● Work task
In the records that follow, show each line where the word "calf" is present.

(Natural language region descriptions)
========================================

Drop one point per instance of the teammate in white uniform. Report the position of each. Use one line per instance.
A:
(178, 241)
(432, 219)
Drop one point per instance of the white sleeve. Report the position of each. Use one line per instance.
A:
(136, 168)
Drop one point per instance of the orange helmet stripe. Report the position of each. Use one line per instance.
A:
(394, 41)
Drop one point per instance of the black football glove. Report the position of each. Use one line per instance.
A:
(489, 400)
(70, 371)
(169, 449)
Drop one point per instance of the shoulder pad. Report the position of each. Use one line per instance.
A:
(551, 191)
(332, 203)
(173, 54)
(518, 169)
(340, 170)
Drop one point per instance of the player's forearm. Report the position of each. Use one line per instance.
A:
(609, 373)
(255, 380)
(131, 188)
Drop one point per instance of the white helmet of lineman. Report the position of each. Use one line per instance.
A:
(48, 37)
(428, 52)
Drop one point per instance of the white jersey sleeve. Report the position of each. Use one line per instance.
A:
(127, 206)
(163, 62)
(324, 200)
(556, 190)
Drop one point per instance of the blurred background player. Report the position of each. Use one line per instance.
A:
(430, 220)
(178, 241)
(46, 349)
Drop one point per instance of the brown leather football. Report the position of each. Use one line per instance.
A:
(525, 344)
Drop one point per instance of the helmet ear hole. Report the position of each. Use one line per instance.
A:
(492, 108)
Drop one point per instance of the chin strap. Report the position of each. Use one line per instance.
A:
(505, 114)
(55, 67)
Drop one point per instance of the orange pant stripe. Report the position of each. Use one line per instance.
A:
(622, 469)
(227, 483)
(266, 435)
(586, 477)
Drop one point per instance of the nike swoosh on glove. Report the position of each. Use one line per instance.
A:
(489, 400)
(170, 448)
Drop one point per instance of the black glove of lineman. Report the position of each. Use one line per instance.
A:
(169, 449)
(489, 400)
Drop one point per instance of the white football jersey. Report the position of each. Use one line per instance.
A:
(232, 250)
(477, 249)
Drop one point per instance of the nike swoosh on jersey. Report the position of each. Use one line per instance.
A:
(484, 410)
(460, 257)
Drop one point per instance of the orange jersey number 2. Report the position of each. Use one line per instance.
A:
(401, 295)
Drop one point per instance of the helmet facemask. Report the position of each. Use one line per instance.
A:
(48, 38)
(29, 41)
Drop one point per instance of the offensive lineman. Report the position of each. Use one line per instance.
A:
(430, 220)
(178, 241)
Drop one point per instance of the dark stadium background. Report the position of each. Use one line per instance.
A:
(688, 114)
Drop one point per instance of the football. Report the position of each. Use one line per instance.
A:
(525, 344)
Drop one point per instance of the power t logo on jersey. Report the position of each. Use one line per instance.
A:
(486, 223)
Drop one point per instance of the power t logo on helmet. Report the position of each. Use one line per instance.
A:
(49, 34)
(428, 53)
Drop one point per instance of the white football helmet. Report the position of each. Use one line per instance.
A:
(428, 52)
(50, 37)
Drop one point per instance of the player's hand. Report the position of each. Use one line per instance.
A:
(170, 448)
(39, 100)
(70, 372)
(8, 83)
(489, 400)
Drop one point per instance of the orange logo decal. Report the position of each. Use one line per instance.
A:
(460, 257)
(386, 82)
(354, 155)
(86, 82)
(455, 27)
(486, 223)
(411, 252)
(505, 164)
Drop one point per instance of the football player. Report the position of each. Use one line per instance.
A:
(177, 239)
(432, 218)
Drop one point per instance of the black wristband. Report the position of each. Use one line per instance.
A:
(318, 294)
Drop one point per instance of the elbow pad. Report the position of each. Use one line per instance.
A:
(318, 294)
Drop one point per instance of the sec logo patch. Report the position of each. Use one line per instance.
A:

========================================

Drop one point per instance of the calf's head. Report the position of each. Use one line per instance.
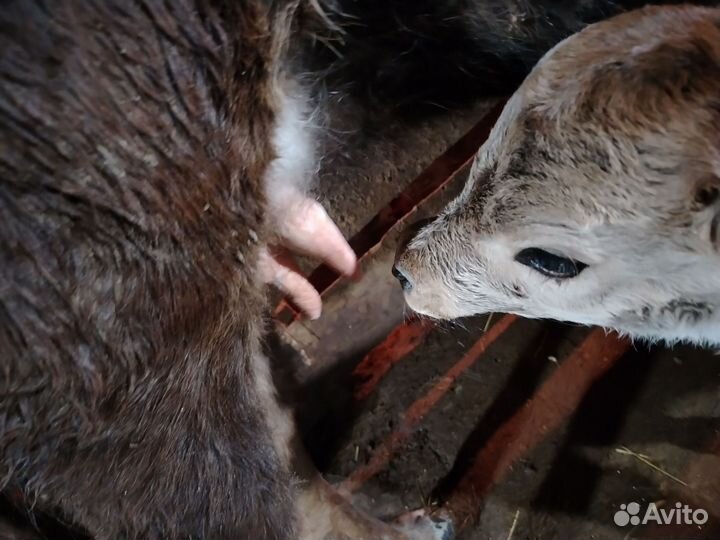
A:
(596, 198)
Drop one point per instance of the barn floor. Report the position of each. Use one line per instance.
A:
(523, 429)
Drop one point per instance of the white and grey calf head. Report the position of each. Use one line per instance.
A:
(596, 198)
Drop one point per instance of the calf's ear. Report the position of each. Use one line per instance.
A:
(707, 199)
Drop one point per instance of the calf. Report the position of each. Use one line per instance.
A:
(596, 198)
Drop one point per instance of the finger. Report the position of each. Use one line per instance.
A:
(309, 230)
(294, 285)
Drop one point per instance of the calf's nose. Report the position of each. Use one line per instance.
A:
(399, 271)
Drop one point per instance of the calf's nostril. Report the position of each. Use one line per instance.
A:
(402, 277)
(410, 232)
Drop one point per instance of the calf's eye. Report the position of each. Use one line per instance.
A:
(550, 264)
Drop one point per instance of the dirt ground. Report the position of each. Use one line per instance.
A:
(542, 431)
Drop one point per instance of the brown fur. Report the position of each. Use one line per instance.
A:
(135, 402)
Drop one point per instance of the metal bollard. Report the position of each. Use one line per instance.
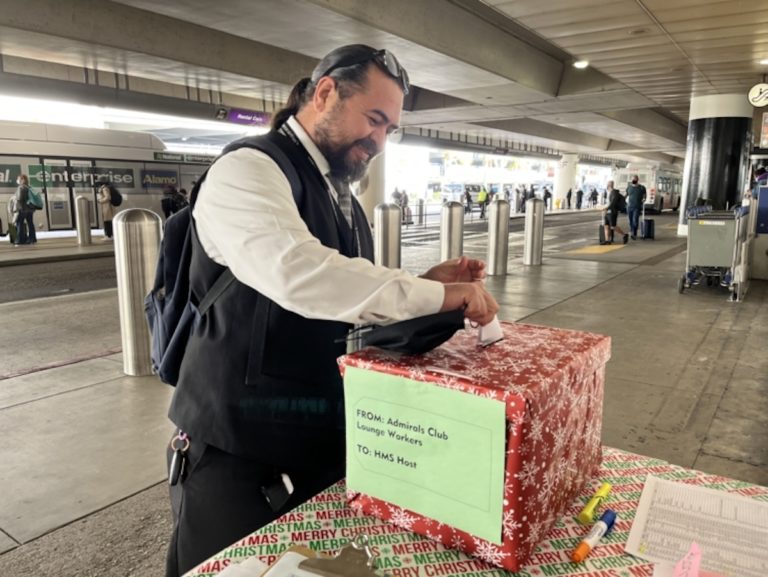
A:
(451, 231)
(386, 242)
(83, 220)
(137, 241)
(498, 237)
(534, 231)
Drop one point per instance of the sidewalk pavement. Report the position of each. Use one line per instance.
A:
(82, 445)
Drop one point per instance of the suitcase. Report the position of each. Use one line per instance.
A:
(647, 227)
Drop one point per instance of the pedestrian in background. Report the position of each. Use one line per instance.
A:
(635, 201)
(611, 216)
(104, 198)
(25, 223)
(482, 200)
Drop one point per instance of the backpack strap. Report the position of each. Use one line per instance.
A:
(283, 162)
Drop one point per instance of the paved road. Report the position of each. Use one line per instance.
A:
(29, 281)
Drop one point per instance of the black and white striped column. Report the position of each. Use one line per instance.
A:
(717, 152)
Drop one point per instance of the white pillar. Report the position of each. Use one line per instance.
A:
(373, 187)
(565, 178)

========================================

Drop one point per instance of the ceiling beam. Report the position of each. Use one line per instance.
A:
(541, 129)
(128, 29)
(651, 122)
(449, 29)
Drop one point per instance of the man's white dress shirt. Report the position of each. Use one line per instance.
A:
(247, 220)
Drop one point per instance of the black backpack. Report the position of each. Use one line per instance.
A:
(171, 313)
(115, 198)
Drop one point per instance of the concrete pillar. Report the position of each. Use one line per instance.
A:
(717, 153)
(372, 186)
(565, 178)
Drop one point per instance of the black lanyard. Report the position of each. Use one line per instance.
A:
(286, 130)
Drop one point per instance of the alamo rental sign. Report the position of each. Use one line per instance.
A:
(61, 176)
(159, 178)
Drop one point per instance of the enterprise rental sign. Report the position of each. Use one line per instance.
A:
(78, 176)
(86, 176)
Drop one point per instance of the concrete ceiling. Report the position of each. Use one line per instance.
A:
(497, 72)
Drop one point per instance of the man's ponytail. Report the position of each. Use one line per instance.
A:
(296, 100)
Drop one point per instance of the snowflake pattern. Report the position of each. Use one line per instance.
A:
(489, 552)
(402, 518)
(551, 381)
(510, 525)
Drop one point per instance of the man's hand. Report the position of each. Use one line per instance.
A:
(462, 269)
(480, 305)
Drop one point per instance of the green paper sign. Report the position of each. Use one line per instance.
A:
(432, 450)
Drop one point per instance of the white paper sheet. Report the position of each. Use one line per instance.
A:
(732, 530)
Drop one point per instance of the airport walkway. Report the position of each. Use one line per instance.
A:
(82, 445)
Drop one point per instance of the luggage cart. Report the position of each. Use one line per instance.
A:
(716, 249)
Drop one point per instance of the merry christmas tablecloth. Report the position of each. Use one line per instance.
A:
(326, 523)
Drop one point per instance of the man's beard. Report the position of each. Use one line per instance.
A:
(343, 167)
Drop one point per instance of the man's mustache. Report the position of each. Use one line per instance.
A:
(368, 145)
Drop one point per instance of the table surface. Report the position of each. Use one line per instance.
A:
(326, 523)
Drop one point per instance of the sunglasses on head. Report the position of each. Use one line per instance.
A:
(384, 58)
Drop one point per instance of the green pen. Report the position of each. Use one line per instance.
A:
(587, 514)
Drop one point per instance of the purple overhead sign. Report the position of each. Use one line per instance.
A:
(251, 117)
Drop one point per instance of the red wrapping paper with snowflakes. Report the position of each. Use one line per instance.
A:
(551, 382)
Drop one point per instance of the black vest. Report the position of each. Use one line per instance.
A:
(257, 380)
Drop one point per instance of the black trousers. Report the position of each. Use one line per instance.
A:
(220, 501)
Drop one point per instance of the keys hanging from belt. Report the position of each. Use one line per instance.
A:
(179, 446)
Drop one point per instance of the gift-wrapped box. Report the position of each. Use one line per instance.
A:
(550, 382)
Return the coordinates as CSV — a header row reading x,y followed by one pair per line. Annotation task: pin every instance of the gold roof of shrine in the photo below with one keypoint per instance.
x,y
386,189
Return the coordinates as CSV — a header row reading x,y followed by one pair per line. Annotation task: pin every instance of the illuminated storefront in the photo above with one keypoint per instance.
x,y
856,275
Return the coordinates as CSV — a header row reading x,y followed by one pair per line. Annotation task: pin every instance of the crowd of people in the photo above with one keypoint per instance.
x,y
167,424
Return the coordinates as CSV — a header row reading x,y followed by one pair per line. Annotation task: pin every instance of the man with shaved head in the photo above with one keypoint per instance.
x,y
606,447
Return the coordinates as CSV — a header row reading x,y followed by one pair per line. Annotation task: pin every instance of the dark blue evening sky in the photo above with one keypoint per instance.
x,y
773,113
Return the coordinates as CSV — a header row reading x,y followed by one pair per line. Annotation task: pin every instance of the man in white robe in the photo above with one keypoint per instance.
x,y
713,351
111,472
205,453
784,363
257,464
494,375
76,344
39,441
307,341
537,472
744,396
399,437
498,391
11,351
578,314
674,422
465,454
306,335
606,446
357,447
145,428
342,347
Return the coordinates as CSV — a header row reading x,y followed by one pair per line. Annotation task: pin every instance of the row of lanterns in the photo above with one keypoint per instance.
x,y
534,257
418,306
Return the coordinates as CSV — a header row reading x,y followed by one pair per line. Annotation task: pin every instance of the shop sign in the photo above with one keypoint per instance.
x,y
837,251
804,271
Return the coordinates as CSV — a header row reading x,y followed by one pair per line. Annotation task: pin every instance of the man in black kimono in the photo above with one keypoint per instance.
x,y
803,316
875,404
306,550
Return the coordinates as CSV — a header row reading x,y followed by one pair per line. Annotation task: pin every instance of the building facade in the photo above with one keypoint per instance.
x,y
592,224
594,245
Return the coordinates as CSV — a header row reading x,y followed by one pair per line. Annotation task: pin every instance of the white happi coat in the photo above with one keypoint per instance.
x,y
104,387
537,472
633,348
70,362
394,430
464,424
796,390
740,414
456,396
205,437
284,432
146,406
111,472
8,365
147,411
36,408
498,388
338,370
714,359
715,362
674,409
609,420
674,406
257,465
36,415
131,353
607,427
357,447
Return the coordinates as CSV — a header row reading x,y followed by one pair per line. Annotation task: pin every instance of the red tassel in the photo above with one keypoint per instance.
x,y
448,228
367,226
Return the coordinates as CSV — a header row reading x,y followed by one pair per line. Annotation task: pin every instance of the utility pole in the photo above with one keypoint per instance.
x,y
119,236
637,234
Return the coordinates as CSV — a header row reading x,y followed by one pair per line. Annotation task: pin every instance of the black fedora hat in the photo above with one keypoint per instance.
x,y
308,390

========================================

● Answer area
Drop one point per instance of the calf's head. Report the position of each. Use one line per instance.
Drop one point per instance of the white and grey calf head. Report the position of each. Use one line per instance.
Drop one point per instance of the calf's ear. Report the position of each. Use one line per instance.
Drop one point per instance of the calf. Report the position of each. Use one line per instance.
Drop one point per instance of the calf's nose. Report the position of each. Use one line per instance.
Drop one point per instance of the calf's nostril. Report the position of each. Use one line per instance.
Drop one point per instance of the calf's eye. Report the position of each. Use one line per instance.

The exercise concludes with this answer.